[Start of Page extract]

February 10, 2005

COMMUNITY-BASED NATURAL RESOURCE MANAGEMENT

I did a number of projects in support of the Community-Based Natural Resource Management (CBNRM) Project. These projects ranged from assisting with village tree nurseries, to establishing a training program for frontline forestry department staff. I did projects in agriculture: advanced fruit tree farming, macadamia, and soil conservation. I did other projects with women's groups mostly to do with cooking and nutrition which grew out of an interest of mine to start a cooking club in Chisenga.

I determined early on that I could spend my whole two years doing proposal writing and tracking funds and receipts (which would have been difficult as it normally took me two days to get to the nearest bank in Karonga), and I did not have electricity, a phone line, nor a computer. But, also, I observed that villagers were already running around from project to project merely in the hopes of getting invited to a workshop. When asked "How was the workshop?" The answer would be "I got K500 per day."

Perhaps I am justifying; maybe I was just being lazy to do proposal work. But, it seemed to me that to get some good work done in my short 2 year timeframe, and afterall 2 years is very short in the life of a tree, I should not waste my time running to and fro just to throw money at people.

[End of Page extract]

• **Tasks for this exercise**
1. In the community-based natural resource management text, how long did it normally take the writer to reach the nearest bank in Karonga?
2. Write out part of the community-based natural resource management text, beginning at the words "I did a number" and stopping after "club in Chisenga.".
3. Name each agriculture project that the community-based natural resource management text reports the writer doing.

[Start of Data segment]

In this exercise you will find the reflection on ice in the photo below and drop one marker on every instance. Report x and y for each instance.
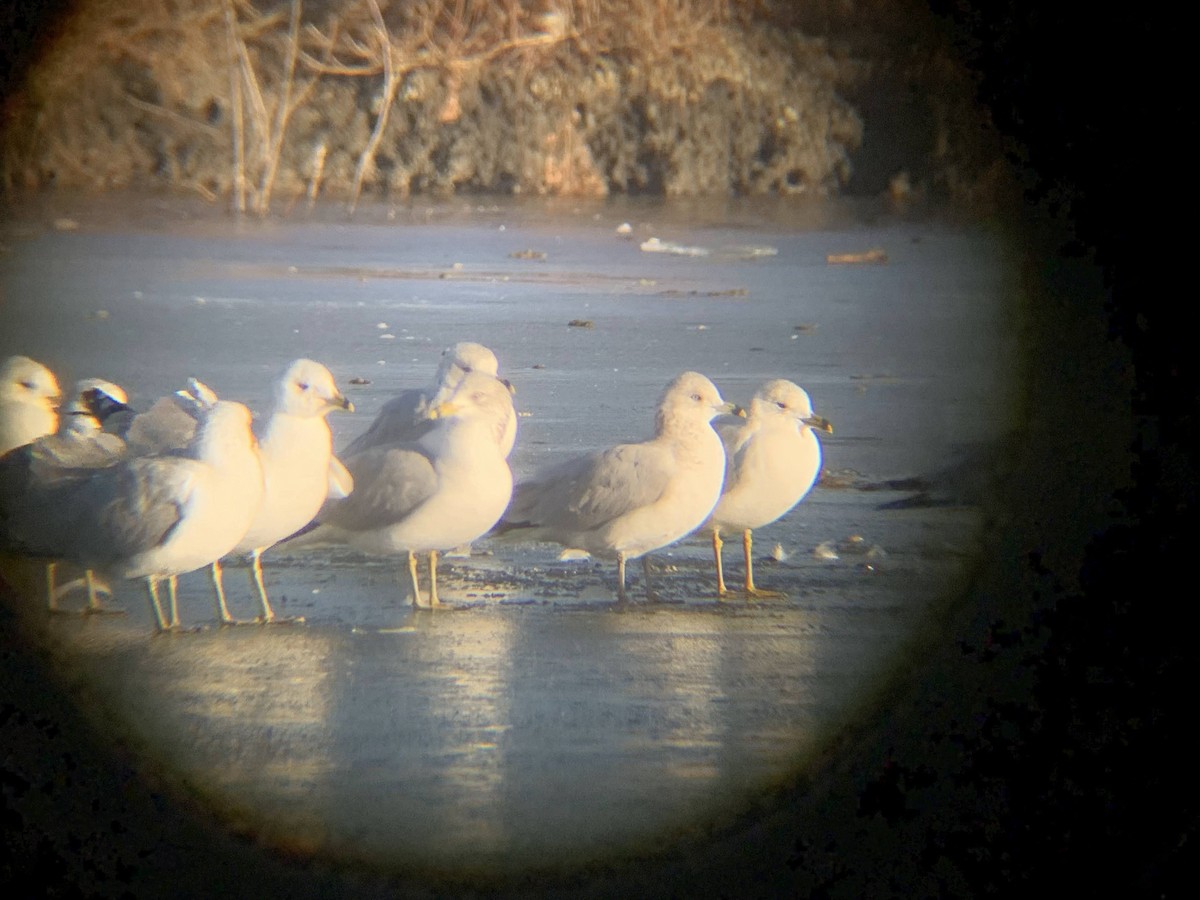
(537, 723)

[End of Data segment]

• **Worked answers**
1. Two days.

2.
I did a number of projects in support of the Community-Based Natural Resource Management (CBNRM) Project. These projects ranged from assisting with village tree nurseries, to establishing a training program for frontline forestry department staff. I did projects in agriculture: advanced fruit tree farming, macadamia, and soil conservation. I did other projects with women's groups mostly to do with cooking and nutrition which grew out of an interest of mine to start a cooking club in Chisenga.

3.
- Advanced fruit tree farming
- Macadamia
- Soil conservation